**What the task asks**
Edit the records below by replacing "marker" with "pin" throughout and leaving everything else unchanged. Leave the pictures out of your answer.

Named object pointing records:
++++++++

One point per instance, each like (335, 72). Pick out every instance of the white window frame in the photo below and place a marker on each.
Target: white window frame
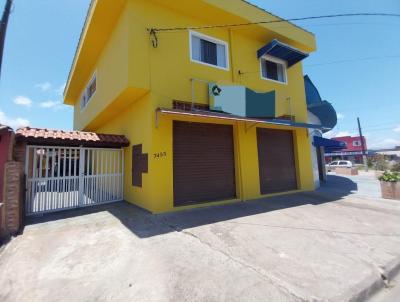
(94, 77)
(212, 40)
(277, 61)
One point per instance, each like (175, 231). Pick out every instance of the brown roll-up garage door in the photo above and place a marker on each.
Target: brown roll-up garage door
(204, 165)
(276, 161)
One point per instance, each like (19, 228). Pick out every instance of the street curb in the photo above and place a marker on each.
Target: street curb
(391, 270)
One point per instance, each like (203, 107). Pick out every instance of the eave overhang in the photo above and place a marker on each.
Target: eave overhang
(99, 24)
(235, 118)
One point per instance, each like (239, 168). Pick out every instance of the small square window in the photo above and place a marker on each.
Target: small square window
(209, 51)
(273, 69)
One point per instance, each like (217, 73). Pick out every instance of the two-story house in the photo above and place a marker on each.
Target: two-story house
(210, 94)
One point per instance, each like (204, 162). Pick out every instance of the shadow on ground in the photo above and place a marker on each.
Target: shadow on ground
(144, 224)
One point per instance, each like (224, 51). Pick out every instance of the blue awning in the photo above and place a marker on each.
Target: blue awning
(282, 51)
(329, 144)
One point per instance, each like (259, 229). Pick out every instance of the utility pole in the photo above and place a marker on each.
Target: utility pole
(364, 151)
(3, 28)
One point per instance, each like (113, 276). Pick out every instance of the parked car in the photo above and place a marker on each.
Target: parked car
(339, 163)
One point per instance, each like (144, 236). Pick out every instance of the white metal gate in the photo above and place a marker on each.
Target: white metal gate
(60, 178)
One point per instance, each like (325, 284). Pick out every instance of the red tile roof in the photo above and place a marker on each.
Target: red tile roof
(70, 138)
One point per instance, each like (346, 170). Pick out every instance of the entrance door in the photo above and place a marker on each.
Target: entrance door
(60, 178)
(320, 164)
(204, 165)
(277, 168)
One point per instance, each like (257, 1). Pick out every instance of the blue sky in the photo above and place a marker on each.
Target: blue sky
(43, 35)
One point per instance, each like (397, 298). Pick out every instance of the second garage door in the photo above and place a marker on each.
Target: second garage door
(204, 165)
(276, 159)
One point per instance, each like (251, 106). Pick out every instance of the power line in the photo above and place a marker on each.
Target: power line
(354, 60)
(274, 21)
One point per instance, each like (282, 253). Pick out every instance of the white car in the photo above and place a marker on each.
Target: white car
(339, 164)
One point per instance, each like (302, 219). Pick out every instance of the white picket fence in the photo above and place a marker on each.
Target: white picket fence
(60, 178)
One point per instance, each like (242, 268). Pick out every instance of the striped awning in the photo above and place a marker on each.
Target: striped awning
(282, 51)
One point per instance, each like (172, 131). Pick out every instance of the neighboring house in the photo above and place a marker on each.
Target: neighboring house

++++++++

**Result of this task**
One point per instance, each like (335, 72). Pick out every instance of the white window frame in the photo below and place a pin on each.
Target: white window frame
(94, 77)
(212, 40)
(277, 61)
One point per instance, each like (175, 231). Pick out every instance of the brown roll-up garage door in the photo above and place a pin on each.
Target: brown roll-up garage door
(204, 165)
(276, 161)
One point per instance, each like (19, 228). Pick out every instance of the street curb in the photo above and place a pin on each.
Target: street curb
(391, 270)
One point per instance, each like (203, 107). Pick out every instance of the eave overhang in the photo above and place a pin on each.
Target: eave overhang
(99, 24)
(235, 118)
One point per instance, each like (239, 168). Pick out every instance of the small square window in the photo above and place a pin on each.
Target: small square window
(209, 51)
(273, 69)
One point per instance, each like (217, 73). Pick out every instance of the two-story house in the photo above and place a pin on each.
Target: two-story house
(210, 94)
One point per instance, each like (204, 162). Pick out every instance of the shadow on ground in the photo above and place a pin on each.
Target: shadow on ground
(144, 224)
One point per instance, each like (224, 51). Pick out every instance of the blue awning in the photo above and place a pin on each.
Target: blue awning
(282, 51)
(329, 144)
One point per instance, each like (259, 229). Pick out every instance of the utility pole in the photo above and place a pin on each.
Target: utility pole
(364, 151)
(3, 28)
One point per instance, each like (113, 276). Pick out every instance of the parked car in the photo above and place a pin on each.
Target: parked car
(339, 163)
One point per instance, each like (144, 236). Pick out every instance of the white metal gate in the photo above and place a pin on each.
Target: white metal gate
(60, 178)
One point per instance, each like (325, 284). Pick out every instance of the red tile roof in the photo above and place a pin on each.
Target: red tile roof
(70, 138)
One point per instance, each like (346, 170). Pick out every instance of the entrance door in the photo above and place a pin on each.
Target: entrance door
(60, 178)
(320, 164)
(204, 165)
(277, 168)
One point per instance, each like (257, 1). Pick out every instance of the blue sky in the photo above and place a pin on each.
Target: blue sky
(43, 35)
One point per instance, each like (397, 298). Pick out every instance of the second garage door in the photo above and place a pin on each.
Target: second garage door
(204, 165)
(276, 159)
One point per instance, each like (251, 106). Pick out every instance of the power line in the photo above and place a pin on each.
Target: power line
(354, 60)
(274, 21)
One point per instance, each like (282, 253). Pick out every instance of the white car in the photo above and place a pin on each.
Target: white car
(339, 164)
One point per instance, each like (302, 219). Pick out every instance of the white picket fence in the photo above and place a pin on each.
Target: white picket fence
(60, 178)
One point per instance, each like (242, 268). Pick out every instance of the striped awning in the photo above and place a pin on each.
Target: striped awning
(282, 51)
One point per instance, each like (172, 131). Pick out every instance of the neighboring house in the photo above and place a pin on each.
Target: neighboring house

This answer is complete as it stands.